CHALLENGE: Pick out every line in the rows below that contains the string "sure" and copy each one. Upper- and lowercase must match.

** start of ENTRIES **

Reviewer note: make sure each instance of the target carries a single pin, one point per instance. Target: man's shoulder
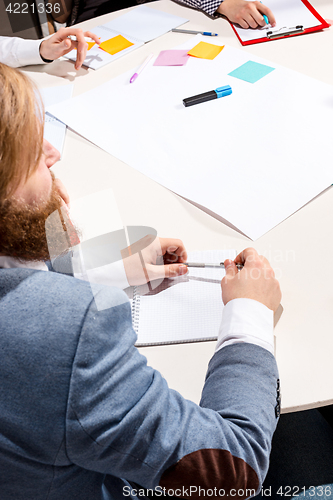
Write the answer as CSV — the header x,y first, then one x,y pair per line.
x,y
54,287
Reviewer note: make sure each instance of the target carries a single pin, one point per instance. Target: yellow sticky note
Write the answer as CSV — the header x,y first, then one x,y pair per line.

** end of ENTRIES **
** start of ENTRIES **

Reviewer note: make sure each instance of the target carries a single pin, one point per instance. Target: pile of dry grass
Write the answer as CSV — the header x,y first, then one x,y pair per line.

** end of ENTRIES **

SOLUTION:
Reviewer note: make sure each instance of the target carries a single pin, one point per instance. Target: man's shoulder
Reviewer note: make sure each instance of the target carries a single pin, one point per instance. Target: yellow sticky note
Reviewer note: make sure each instance of the target carries a single pin, one point per instance. Target: pile of dry grass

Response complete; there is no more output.